## Begin Provided records
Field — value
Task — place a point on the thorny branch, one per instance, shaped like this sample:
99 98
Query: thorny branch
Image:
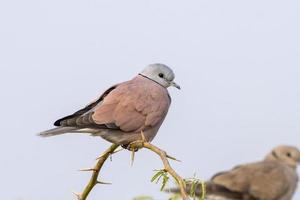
135 145
94 179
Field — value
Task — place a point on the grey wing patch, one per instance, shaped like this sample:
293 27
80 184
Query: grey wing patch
83 118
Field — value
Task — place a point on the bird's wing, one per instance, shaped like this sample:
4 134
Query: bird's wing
134 106
83 116
129 106
261 180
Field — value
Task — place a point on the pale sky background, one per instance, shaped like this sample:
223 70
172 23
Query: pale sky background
237 62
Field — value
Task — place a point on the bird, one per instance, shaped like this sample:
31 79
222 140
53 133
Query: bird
273 178
126 112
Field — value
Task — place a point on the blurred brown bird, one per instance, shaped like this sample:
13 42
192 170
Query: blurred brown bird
274 178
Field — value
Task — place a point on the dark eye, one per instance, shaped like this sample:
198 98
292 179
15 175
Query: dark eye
161 75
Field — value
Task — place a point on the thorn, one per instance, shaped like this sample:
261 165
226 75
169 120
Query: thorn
101 156
172 158
143 136
88 170
103 183
78 195
132 157
118 150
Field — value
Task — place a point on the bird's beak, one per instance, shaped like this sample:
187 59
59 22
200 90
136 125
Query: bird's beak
175 85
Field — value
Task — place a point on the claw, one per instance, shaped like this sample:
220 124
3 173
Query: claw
78 195
143 136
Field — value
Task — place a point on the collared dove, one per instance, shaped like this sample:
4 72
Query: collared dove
125 110
274 178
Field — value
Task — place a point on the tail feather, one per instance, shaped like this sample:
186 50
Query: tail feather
57 131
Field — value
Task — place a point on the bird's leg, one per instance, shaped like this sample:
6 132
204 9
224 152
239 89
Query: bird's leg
135 146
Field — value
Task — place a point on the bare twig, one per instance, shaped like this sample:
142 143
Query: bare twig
168 168
94 179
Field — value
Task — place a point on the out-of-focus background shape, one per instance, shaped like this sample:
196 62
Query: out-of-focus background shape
237 62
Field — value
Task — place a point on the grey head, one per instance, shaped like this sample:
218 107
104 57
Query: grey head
288 155
161 74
## End Provided records
## Given exercise
Reproduce the material word for word, minus the images.

## Answer to the task
Field — value
Task — place a point on the thorny branch, one per instance, shaped like this sample:
99 98
Query: thorny branch
Image:
135 145
94 179
Field — value
Task — place a point on the grey wing patch, one per instance, shaped like this sample:
293 27
80 184
Query: grey wing patch
83 118
Field — value
Task — place a point on the bird's wing, one per instance, shaped like this sample:
4 134
Query: bird's wing
134 106
83 116
129 106
261 180
Field — value
Task — place a point on the pale sky background, one per instance, shaped like this sample:
223 70
172 23
Query: pale sky background
237 62
Field — value
Task — place a point on the bird, one per instance, shaped like this sample:
31 79
222 140
53 133
Query: bird
273 178
126 112
Field — value
Task — place a point on the blurred brown bird, one per instance, shaped like this sample:
13 42
192 170
Query: blurred brown bird
274 178
Field — value
Task — place a point on the dark eye, one per instance, shaped like this sample:
198 98
292 179
15 175
Query: dark eye
161 75
Field — value
Task — place a point on the thorn, one per instance, shaped like this sample:
261 165
226 75
169 120
Query: thorn
101 156
172 158
143 136
88 170
103 183
78 195
132 157
118 150
Field — value
Task — place a point on the bird's beak, one per instance, shaped like this sample:
187 59
59 22
200 90
136 125
Query: bird's beak
175 85
Field — value
Task — place a point on the claw, one per instance, shaped like this sample:
220 124
3 173
Query: claw
78 195
143 136
Field — value
Task — place a point on the collared dove, one per instance, shaped like this sample:
4 72
Query: collared dove
125 110
274 178
Field — value
Task — place a point on the tail feather, one per instance, shaped like this sample:
186 50
Query: tail feather
57 131
Field — value
Task — place a point on the bird's leg, one per instance, shaped like this sample:
6 132
204 9
224 152
239 89
Query: bird's leg
135 146
Field — value
Task — place a point on the bare twig, one per instance, shaped like this sample:
142 143
Query: bare twig
168 168
94 179
Field — value
Task — place a point on the out-of-focus background shape, one per instance, shaped like this sample:
196 62
Query: out-of-focus background shape
237 62
Field — value
Task — place a point on the grey head, one per instance, shaped like this sample:
218 107
104 57
Query: grey head
288 155
161 74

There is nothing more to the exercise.